EXERCISES TO COMPLETE:
(1) Reproduce the passage on Miss Royden's faith between "This study, to" and "of her thoughts.", inclusive.
(2) In the passage on Miss Royden's faith, what did the voice say to the lady at the Quakers' meeting?
(3) Pick up the passage on Miss Royden's faith after its last sentence and keep writing.

SOURCE EXCERPT:
☆ ☆ ☆ ☆ ☆

This study, to which she brought a philosophic mind and a candid
heart, convinced her that the teaching should be tried. It was,
indeed, a teaching that asked men to prove it by trial. She decided
to try it, and she tried it by reading, by meditation, and by
prayer. The trial was a failure. But in this failure was a mystery.
For the more she failed the more profoundly conscious she became of
Christ as a Power. This feeling remained with her, and it grew
stronger with time. The Christ who would not help her nevertheless
tarried as a shadow haunting the background of her thoughts.
There was a secret in life which she had missed, a power which
she had never used. Then came the second event to which I have
referred. Miss Royden met a lady who had left the Church of England
and joined the Quakers, seeking by this change to intensify her
spiritual experience, seeking to make faith a deep personal reality
in her life. This lady told Miss Royden the following
experience:
One day, at a Quakers' meeting, she had earnestly "besieged the
Throne of Grace" during the silence of prayer, imploring God to
manifest Himself to her spirit. So earnestly did she "besiege the
Throne of Grace" in this silent intercession of soul that at last
she was physically exhausted and could frame no further words of
entreaty. At that moment she heard a voice in her soul, and this
voice said to her, "Yes, I have something to say to you, when
you stop your shouting."
From this experience Miss Royden learned to see the tremendous
difference between physical and spiritual silence. She cultivated,
with the peace of soul which is the atmosphere of surrender and
dependence, silence of spirit; and out of this silence came a faith
against which the gates of hell could not prevail; and out of that
faith, winged by her earliest; sympathy with all suffering and all
sorrow, came a desire to give herself up to the service of God. She
had found the secret, she could use the power.

☆ ☆ ☆ ☆ ☆

DATASET EXTRACT:
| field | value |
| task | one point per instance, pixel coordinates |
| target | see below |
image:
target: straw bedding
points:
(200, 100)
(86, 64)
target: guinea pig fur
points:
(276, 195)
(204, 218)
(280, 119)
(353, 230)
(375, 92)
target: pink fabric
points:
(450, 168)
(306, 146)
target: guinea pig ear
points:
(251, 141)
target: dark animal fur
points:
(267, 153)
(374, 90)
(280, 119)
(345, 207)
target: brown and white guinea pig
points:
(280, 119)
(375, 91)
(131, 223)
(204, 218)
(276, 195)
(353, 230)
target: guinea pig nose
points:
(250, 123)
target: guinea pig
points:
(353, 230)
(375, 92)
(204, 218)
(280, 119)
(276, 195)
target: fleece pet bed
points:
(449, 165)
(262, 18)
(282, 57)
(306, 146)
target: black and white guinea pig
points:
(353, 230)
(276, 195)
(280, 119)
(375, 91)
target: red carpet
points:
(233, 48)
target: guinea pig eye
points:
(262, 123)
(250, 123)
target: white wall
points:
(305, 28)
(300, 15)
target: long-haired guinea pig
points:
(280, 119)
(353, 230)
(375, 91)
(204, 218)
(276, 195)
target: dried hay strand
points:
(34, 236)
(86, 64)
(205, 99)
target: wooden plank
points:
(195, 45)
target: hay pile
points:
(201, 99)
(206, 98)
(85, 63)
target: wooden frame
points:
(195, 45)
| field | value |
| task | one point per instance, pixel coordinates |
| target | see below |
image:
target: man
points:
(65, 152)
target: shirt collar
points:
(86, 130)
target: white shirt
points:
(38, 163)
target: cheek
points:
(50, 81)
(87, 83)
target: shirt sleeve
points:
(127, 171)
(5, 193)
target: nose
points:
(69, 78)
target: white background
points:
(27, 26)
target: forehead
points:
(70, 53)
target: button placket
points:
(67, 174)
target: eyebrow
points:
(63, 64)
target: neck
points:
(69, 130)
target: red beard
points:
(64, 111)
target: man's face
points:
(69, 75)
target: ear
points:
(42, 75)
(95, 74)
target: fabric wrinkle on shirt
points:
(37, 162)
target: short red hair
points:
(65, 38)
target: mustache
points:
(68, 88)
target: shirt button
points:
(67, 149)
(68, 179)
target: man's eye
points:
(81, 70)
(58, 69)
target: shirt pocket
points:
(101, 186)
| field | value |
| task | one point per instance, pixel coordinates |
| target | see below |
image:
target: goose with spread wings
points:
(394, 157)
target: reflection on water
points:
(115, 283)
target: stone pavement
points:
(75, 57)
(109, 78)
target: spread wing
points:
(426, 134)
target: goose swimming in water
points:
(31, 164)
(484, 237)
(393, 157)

☆ ☆ ☆ ☆ ☆

WRITTEN RESPONSES:
(1)
This study, to which she brought a philosophic mind and a candid
heart, convinced her that the teaching should be tried. It was,
indeed, a teaching that asked men to prove it by trial. She decided
to try it, and she tried it by reading, by meditation, and by
prayer. The trial was a failure. But in this failure was a mystery.
For the more she failed the more profoundly conscious she became of
Christ as a Power. This feeling remained with her, and it grew
stronger with time. The Christ who would not help her nevertheless
tarried as a shadow haunting the background of her thoughts.

(2) "Yes, I have something to say to you, when you stop your shouting."

(3)
Her first step towards a life of service was joining a Women's
Settlement in Liverpool, a city which has wealth enough to impress
and gratify the disciples of Mr. Samuel Smiles, and slums enough to
excite and infuriate the disciples of Karl Marx. Here Miss Royden
worked for three years, serving her novitiate as it were in the
ministry of mercy, a notable figure in the dark streets of
Liverpool, that little eager body, with its dragging leg, its
struggling hips, its head held high to look the whole world in the
face on the chance, nay, but in the hope, that a bright smile from
eyes as clear as day might do some poor devil a bit of good.
She brought to the slums of Liverpool the gay cheerfulness of a
University woman, Oxford's particular brand of cheerfulness, and
also a tenderness of sympathy and a graciousness of helpfulness
which was the fine flower of deep, inward, silent, personal
religion.
It is not easy for anyone with profound sympathy to believe that
individual Partingtons can sweep back with their little mops of
beneficence and philanthropy the Atlantic Ocean of sin, suffering,
and despair which floods in to the shores of our
industrialism—at high tide nearly swamping its prosperity,
and at low tide leaving all its ugliness, squalor, and despairing
hopelessness bare to the eye of heaven.
Miss Royden looked out for something with a wider sweep, and in
the year 1908 joined the Women's Suffrage Movement. It was her
hope, her conviction, that woman's influence in politics might have
a cleansing effect in the national life. She became an advocate of
this great Movement, but an advocate who always based her argument
on religious grounds. She had no delusions about materialistic
politics. Her whole effort was to spiritualise the public life of
England.
Here she made a discovery—a discovery of great moment to
her subsequent career. She discovered that many came to her
meetings, and sought personal interviews or written correspondence
with her afterwards, who were not greatly interested in the
franchise, but who were interested, in some tragic cases poignantly
interested, in spiritual enfranchisement. Life revealed itself to
her as a struggle between the higher and lower nature, a conflict
in the will between good and evil. She was at the heart of
evolution.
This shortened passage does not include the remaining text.